**Items from a labeling collection:**
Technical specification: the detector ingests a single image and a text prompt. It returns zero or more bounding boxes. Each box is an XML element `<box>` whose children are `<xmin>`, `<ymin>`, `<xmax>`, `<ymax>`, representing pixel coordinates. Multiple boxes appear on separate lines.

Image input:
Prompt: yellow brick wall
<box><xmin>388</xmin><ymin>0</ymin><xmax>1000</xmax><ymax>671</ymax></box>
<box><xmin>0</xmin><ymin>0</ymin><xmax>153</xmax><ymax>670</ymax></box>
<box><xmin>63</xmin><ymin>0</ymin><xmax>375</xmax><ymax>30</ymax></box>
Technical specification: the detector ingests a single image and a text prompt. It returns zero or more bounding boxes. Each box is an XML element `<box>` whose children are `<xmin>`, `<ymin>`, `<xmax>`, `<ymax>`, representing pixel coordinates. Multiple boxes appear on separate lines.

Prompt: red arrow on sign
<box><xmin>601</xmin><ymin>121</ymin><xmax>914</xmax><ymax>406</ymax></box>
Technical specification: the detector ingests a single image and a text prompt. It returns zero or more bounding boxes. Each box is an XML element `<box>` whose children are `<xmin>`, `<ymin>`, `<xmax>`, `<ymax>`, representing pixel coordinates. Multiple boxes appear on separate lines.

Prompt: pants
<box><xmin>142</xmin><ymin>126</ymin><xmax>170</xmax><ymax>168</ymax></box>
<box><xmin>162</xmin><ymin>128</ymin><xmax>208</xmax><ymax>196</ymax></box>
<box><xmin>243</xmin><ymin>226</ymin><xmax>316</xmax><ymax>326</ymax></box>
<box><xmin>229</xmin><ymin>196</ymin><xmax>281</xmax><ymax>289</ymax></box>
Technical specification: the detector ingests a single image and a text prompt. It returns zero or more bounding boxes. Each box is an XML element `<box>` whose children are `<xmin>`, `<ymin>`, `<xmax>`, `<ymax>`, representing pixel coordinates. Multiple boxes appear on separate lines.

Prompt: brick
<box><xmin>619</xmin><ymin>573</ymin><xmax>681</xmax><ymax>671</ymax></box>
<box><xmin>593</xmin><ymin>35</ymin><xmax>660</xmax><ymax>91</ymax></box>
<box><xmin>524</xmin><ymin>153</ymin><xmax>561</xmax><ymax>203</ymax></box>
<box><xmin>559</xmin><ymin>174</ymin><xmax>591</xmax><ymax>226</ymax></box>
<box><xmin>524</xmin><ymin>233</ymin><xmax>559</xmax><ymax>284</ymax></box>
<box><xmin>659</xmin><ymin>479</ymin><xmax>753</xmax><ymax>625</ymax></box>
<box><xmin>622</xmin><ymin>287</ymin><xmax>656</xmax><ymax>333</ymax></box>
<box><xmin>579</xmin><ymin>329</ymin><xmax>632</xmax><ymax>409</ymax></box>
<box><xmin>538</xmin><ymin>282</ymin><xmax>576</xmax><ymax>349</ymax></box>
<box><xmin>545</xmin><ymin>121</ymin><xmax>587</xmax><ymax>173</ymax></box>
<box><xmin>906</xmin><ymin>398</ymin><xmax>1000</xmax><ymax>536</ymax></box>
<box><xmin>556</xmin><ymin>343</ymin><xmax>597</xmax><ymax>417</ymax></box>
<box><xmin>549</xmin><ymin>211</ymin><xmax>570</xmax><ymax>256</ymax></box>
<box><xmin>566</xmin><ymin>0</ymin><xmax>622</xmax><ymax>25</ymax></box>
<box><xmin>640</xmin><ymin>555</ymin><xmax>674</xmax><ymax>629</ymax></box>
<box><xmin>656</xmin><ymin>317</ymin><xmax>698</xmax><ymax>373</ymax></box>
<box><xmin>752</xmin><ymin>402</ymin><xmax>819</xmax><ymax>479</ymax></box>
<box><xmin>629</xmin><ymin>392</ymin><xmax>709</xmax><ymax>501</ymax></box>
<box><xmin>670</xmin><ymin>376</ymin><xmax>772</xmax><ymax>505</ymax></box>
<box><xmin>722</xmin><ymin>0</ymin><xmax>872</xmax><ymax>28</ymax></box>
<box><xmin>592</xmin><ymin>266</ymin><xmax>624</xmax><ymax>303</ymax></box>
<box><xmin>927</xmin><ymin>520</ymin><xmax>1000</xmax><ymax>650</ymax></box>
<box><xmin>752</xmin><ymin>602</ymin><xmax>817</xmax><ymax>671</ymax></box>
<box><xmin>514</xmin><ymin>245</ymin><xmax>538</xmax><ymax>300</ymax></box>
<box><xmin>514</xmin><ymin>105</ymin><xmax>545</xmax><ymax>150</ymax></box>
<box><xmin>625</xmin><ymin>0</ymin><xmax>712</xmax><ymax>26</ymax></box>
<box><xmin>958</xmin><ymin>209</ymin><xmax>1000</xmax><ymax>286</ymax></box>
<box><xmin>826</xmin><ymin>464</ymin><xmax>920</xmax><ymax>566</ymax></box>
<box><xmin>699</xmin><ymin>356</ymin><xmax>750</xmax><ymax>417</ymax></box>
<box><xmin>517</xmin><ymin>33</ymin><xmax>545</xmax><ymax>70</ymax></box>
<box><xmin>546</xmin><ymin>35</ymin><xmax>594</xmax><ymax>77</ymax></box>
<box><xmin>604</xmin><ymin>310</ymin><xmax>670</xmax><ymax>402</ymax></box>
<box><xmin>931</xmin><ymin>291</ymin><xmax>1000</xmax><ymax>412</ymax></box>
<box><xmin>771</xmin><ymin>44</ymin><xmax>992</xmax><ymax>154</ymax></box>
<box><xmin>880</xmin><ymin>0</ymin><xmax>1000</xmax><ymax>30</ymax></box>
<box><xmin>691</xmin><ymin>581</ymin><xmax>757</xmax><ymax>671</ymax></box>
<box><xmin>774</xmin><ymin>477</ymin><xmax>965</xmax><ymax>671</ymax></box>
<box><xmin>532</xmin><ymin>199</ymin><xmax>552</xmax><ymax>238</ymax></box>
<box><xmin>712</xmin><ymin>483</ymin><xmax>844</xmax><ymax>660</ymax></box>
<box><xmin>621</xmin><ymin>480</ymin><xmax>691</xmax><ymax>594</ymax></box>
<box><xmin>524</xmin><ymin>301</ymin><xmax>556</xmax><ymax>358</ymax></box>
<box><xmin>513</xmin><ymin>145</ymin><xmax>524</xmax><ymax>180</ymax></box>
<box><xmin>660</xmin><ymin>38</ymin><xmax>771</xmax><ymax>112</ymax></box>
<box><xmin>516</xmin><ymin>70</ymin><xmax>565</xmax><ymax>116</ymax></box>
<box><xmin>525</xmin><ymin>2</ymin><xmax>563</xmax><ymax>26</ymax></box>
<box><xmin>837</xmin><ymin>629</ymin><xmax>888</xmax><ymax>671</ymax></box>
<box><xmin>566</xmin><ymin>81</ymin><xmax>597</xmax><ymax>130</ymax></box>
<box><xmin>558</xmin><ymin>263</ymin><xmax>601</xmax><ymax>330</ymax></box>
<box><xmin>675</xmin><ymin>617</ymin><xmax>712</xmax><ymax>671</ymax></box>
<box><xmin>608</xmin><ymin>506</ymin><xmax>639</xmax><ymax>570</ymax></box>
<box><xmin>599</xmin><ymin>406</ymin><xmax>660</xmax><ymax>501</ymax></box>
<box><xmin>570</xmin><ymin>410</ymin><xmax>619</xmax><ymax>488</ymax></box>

**EXERCISE DETAILS:** Without changing a word, restate the whole listing.

**RIGHT ANSWER:**
Technical specification: the detector ingests a single image and a text prompt. It returns zero or more bounding boxes. Each box is an XML element `<box>` whose children are `<xmin>`, `<ymin>`, `<xmax>`, `<ymax>`, representing pixel coordinates. Multiple boxes appear on separate lines.

Image input:
Prompt: yellow brick wall
<box><xmin>388</xmin><ymin>0</ymin><xmax>1000</xmax><ymax>671</ymax></box>
<box><xmin>0</xmin><ymin>0</ymin><xmax>153</xmax><ymax>670</ymax></box>
<box><xmin>63</xmin><ymin>0</ymin><xmax>375</xmax><ymax>30</ymax></box>
Technical specification: the detector ingests a single image and a text prompt. It returns zero or more bounding boxes. Each box is an XML element `<box>` whose children are `<xmin>`, `<ymin>`, `<xmax>`, `<ymax>`, representing pixel coordinates. Multiple boxes appear on separate lines.

Prompt: red arrow on sign
<box><xmin>601</xmin><ymin>121</ymin><xmax>914</xmax><ymax>406</ymax></box>
Technical specification: the detector ingests a single image and a text prompt. It returns zero or more bounding boxes. Each box is an XML element `<box>` whose children are `<xmin>`, `<ymin>`, `<xmax>`, `<ymax>`, representing pixel coordinates. Multiple boxes appear on separate lines.

Prompt: pants
<box><xmin>142</xmin><ymin>126</ymin><xmax>170</xmax><ymax>168</ymax></box>
<box><xmin>162</xmin><ymin>128</ymin><xmax>208</xmax><ymax>196</ymax></box>
<box><xmin>243</xmin><ymin>226</ymin><xmax>316</xmax><ymax>326</ymax></box>
<box><xmin>229</xmin><ymin>196</ymin><xmax>281</xmax><ymax>289</ymax></box>
Technical specification: the detector ingests a single image and a text prompt. It returns zero or more bounding boxes. Each box is an XML element `<box>` whose children are `<xmin>`, `<ymin>`, `<xmax>`, `<ymax>`, representing pixel coordinates. Multiple boxes appear on separate lines.

Prompt: brick
<box><xmin>619</xmin><ymin>573</ymin><xmax>681</xmax><ymax>671</ymax></box>
<box><xmin>593</xmin><ymin>35</ymin><xmax>660</xmax><ymax>91</ymax></box>
<box><xmin>524</xmin><ymin>153</ymin><xmax>561</xmax><ymax>203</ymax></box>
<box><xmin>559</xmin><ymin>174</ymin><xmax>591</xmax><ymax>226</ymax></box>
<box><xmin>524</xmin><ymin>233</ymin><xmax>559</xmax><ymax>284</ymax></box>
<box><xmin>659</xmin><ymin>479</ymin><xmax>753</xmax><ymax>625</ymax></box>
<box><xmin>622</xmin><ymin>287</ymin><xmax>656</xmax><ymax>333</ymax></box>
<box><xmin>579</xmin><ymin>329</ymin><xmax>632</xmax><ymax>409</ymax></box>
<box><xmin>538</xmin><ymin>282</ymin><xmax>576</xmax><ymax>349</ymax></box>
<box><xmin>545</xmin><ymin>121</ymin><xmax>587</xmax><ymax>173</ymax></box>
<box><xmin>906</xmin><ymin>398</ymin><xmax>1000</xmax><ymax>536</ymax></box>
<box><xmin>556</xmin><ymin>343</ymin><xmax>597</xmax><ymax>417</ymax></box>
<box><xmin>549</xmin><ymin>211</ymin><xmax>570</xmax><ymax>256</ymax></box>
<box><xmin>566</xmin><ymin>0</ymin><xmax>622</xmax><ymax>25</ymax></box>
<box><xmin>640</xmin><ymin>555</ymin><xmax>674</xmax><ymax>629</ymax></box>
<box><xmin>656</xmin><ymin>317</ymin><xmax>698</xmax><ymax>373</ymax></box>
<box><xmin>752</xmin><ymin>402</ymin><xmax>819</xmax><ymax>479</ymax></box>
<box><xmin>629</xmin><ymin>392</ymin><xmax>709</xmax><ymax>501</ymax></box>
<box><xmin>670</xmin><ymin>376</ymin><xmax>772</xmax><ymax>505</ymax></box>
<box><xmin>722</xmin><ymin>0</ymin><xmax>872</xmax><ymax>28</ymax></box>
<box><xmin>592</xmin><ymin>266</ymin><xmax>624</xmax><ymax>303</ymax></box>
<box><xmin>927</xmin><ymin>520</ymin><xmax>1000</xmax><ymax>650</ymax></box>
<box><xmin>752</xmin><ymin>602</ymin><xmax>817</xmax><ymax>671</ymax></box>
<box><xmin>514</xmin><ymin>245</ymin><xmax>538</xmax><ymax>300</ymax></box>
<box><xmin>514</xmin><ymin>105</ymin><xmax>545</xmax><ymax>150</ymax></box>
<box><xmin>625</xmin><ymin>0</ymin><xmax>712</xmax><ymax>26</ymax></box>
<box><xmin>958</xmin><ymin>209</ymin><xmax>1000</xmax><ymax>286</ymax></box>
<box><xmin>826</xmin><ymin>464</ymin><xmax>920</xmax><ymax>566</ymax></box>
<box><xmin>699</xmin><ymin>356</ymin><xmax>750</xmax><ymax>417</ymax></box>
<box><xmin>517</xmin><ymin>33</ymin><xmax>545</xmax><ymax>70</ymax></box>
<box><xmin>546</xmin><ymin>35</ymin><xmax>594</xmax><ymax>77</ymax></box>
<box><xmin>604</xmin><ymin>310</ymin><xmax>670</xmax><ymax>402</ymax></box>
<box><xmin>931</xmin><ymin>291</ymin><xmax>1000</xmax><ymax>412</ymax></box>
<box><xmin>771</xmin><ymin>44</ymin><xmax>992</xmax><ymax>154</ymax></box>
<box><xmin>880</xmin><ymin>0</ymin><xmax>1000</xmax><ymax>30</ymax></box>
<box><xmin>691</xmin><ymin>581</ymin><xmax>757</xmax><ymax>671</ymax></box>
<box><xmin>774</xmin><ymin>477</ymin><xmax>965</xmax><ymax>671</ymax></box>
<box><xmin>532</xmin><ymin>199</ymin><xmax>552</xmax><ymax>238</ymax></box>
<box><xmin>712</xmin><ymin>483</ymin><xmax>844</xmax><ymax>660</ymax></box>
<box><xmin>621</xmin><ymin>480</ymin><xmax>691</xmax><ymax>594</ymax></box>
<box><xmin>524</xmin><ymin>301</ymin><xmax>556</xmax><ymax>358</ymax></box>
<box><xmin>513</xmin><ymin>145</ymin><xmax>524</xmax><ymax>180</ymax></box>
<box><xmin>660</xmin><ymin>38</ymin><xmax>771</xmax><ymax>112</ymax></box>
<box><xmin>516</xmin><ymin>70</ymin><xmax>565</xmax><ymax>116</ymax></box>
<box><xmin>525</xmin><ymin>2</ymin><xmax>563</xmax><ymax>26</ymax></box>
<box><xmin>837</xmin><ymin>629</ymin><xmax>888</xmax><ymax>671</ymax></box>
<box><xmin>566</xmin><ymin>81</ymin><xmax>597</xmax><ymax>130</ymax></box>
<box><xmin>558</xmin><ymin>263</ymin><xmax>601</xmax><ymax>330</ymax></box>
<box><xmin>675</xmin><ymin>617</ymin><xmax>712</xmax><ymax>671</ymax></box>
<box><xmin>608</xmin><ymin>506</ymin><xmax>639</xmax><ymax>570</ymax></box>
<box><xmin>599</xmin><ymin>406</ymin><xmax>660</xmax><ymax>501</ymax></box>
<box><xmin>570</xmin><ymin>410</ymin><xmax>619</xmax><ymax>488</ymax></box>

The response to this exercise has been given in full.